> [What you will do]: With the material below, print exactly the lines between the line holding "as in (161,442)" and the line holding "as in (605,214)", inclusive. Add nothing else.

> [Data supplied]:

= = = = =

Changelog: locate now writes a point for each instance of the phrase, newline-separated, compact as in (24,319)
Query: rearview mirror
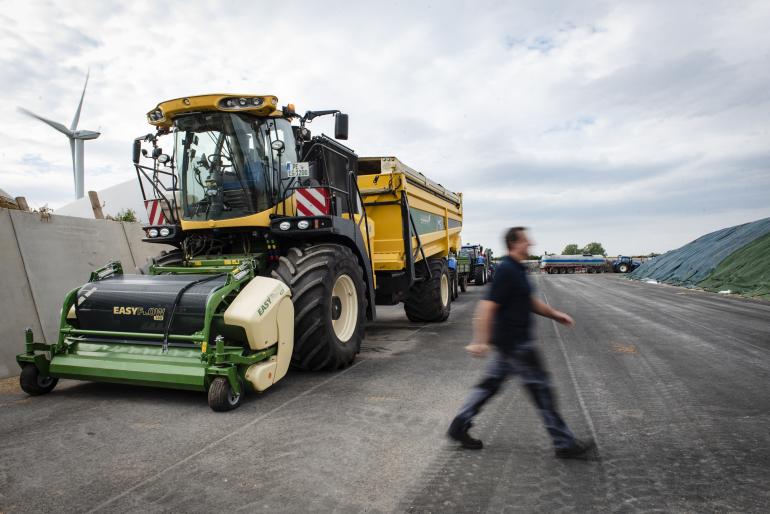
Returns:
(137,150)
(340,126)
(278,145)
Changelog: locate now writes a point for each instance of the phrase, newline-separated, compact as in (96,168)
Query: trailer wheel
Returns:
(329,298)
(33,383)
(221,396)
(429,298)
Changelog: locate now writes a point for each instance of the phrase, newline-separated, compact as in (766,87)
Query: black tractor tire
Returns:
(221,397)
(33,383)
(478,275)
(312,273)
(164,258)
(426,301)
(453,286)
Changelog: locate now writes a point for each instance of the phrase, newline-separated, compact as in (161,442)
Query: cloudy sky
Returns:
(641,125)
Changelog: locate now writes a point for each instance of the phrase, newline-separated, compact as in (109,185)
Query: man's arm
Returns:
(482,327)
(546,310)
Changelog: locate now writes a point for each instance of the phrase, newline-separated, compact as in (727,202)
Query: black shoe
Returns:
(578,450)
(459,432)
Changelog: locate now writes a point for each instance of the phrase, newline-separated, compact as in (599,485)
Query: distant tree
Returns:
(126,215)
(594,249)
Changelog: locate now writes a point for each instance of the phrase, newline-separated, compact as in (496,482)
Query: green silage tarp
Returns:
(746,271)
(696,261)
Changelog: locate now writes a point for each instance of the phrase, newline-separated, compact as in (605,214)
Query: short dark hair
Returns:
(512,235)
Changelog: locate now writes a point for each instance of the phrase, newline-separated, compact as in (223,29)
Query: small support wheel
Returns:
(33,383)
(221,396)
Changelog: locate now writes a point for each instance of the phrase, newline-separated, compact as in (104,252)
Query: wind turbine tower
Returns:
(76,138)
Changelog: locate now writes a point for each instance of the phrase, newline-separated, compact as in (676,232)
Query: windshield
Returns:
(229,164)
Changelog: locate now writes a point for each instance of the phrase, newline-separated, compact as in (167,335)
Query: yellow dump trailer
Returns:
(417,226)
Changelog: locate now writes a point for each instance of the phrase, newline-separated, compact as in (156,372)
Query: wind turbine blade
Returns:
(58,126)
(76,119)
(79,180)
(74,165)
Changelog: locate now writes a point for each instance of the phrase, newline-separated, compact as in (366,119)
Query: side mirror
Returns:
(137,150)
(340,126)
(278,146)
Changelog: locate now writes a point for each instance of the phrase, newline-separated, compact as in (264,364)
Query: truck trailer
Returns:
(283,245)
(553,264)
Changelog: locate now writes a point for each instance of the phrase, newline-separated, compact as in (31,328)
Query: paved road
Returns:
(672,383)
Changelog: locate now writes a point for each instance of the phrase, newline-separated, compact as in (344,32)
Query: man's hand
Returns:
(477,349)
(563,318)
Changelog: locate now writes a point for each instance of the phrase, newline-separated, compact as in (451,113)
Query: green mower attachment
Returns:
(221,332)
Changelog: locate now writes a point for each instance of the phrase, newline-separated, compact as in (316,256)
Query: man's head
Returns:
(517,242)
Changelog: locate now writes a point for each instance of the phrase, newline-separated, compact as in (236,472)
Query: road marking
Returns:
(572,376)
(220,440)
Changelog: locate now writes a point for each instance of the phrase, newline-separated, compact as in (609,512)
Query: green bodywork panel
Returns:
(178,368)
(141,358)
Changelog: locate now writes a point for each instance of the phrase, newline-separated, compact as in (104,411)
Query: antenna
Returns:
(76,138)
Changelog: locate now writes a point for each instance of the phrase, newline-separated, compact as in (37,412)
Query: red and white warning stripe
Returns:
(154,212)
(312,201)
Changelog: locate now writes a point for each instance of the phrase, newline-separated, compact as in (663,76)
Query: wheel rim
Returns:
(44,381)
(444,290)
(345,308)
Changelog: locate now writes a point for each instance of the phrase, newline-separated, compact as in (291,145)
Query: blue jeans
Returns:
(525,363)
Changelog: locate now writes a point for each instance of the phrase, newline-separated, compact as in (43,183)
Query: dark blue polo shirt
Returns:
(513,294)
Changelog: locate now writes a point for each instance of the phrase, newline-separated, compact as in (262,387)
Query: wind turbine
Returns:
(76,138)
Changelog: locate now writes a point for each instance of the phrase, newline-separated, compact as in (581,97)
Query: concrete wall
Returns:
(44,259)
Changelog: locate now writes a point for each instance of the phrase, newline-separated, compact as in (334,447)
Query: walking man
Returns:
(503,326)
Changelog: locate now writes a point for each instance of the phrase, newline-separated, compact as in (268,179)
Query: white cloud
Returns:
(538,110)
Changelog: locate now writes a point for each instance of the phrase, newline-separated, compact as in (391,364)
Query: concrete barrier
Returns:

= = = = =

> [Answer to the problem]:
Changelog: locate now writes a point for each instance of the phrase, newline-separated, compact as in (161,442)
Query: cloudy sky
Returns:
(641,125)
Changelog: locate now writes a point for each instance of the phrase, newline-separated, compact as in (109,185)
Query: man's arm
Returns:
(482,327)
(546,310)
Changelog: locate now writes a point for each instance of the phrase, newline-separated, compact as in (727,202)
Query: black shoe
Returns:
(578,450)
(459,432)
Changelog: locate now writes a point for each instance of the phrase, newline-separated, compact as in (599,485)
Query: distant tree
Returns:
(126,215)
(594,249)
Changelog: locate now writes a point for each instance of the phrase, newline-separated, compact as in (496,482)
Query: green silage tarp
Returns:
(746,271)
(696,261)
Changelog: locate now writes a point for each instance of the phrase, newline-separated, compact as in (605,214)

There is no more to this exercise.